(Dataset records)

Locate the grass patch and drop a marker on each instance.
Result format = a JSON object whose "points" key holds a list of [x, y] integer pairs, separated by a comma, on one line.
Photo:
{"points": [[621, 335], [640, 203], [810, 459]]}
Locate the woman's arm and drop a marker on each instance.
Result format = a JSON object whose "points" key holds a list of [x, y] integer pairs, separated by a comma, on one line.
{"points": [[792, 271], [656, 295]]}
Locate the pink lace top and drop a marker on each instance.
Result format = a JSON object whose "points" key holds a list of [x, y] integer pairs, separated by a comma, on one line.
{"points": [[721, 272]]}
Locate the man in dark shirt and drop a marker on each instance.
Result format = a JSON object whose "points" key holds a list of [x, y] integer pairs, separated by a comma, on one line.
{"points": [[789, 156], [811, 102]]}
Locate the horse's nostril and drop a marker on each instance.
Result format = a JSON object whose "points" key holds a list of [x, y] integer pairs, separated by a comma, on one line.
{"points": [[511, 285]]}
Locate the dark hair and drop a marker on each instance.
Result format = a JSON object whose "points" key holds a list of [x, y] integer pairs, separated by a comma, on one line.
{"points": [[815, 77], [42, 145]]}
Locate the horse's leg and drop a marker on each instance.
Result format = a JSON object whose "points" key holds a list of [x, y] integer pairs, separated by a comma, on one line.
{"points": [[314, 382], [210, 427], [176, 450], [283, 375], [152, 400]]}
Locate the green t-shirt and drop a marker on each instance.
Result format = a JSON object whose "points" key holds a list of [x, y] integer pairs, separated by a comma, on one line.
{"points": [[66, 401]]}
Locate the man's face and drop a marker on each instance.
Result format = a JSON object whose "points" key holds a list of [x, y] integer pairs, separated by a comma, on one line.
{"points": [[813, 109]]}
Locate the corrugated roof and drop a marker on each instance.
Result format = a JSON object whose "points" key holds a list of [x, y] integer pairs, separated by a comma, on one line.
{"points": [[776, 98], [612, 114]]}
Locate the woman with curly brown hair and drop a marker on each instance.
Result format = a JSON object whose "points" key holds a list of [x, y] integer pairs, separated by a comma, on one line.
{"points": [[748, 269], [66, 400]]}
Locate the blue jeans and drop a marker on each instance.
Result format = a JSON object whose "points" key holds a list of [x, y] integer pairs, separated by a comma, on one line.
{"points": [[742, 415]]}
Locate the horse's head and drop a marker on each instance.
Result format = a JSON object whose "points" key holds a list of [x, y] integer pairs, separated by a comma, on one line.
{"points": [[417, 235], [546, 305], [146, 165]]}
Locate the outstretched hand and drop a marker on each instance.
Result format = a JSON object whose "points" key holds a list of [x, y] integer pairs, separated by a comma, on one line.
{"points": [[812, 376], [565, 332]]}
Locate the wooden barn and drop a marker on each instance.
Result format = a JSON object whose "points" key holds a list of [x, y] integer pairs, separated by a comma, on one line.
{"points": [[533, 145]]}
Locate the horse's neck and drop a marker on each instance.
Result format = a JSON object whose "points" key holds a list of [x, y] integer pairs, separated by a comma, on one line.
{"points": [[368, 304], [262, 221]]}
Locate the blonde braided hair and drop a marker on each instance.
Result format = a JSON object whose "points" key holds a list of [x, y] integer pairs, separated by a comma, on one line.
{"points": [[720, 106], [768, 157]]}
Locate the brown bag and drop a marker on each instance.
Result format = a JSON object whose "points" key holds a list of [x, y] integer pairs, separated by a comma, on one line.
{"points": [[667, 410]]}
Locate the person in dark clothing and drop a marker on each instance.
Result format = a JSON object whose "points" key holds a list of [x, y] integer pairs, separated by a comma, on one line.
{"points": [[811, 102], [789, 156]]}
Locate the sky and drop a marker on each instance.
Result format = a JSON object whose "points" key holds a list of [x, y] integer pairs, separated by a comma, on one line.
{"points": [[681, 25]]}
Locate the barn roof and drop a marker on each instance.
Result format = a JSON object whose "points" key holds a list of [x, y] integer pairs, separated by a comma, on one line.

# What is required
Wherever the string "horse" appears in a line of the records, copy that line.

# Result for this task
Locate the horse's nostril and drop a marker on each instance.
Locate the horse's leg and drop a marker on each instance.
Locate the horse's head and drop a marker on each instance.
Locate the horse's neck and drop a marker on each instance.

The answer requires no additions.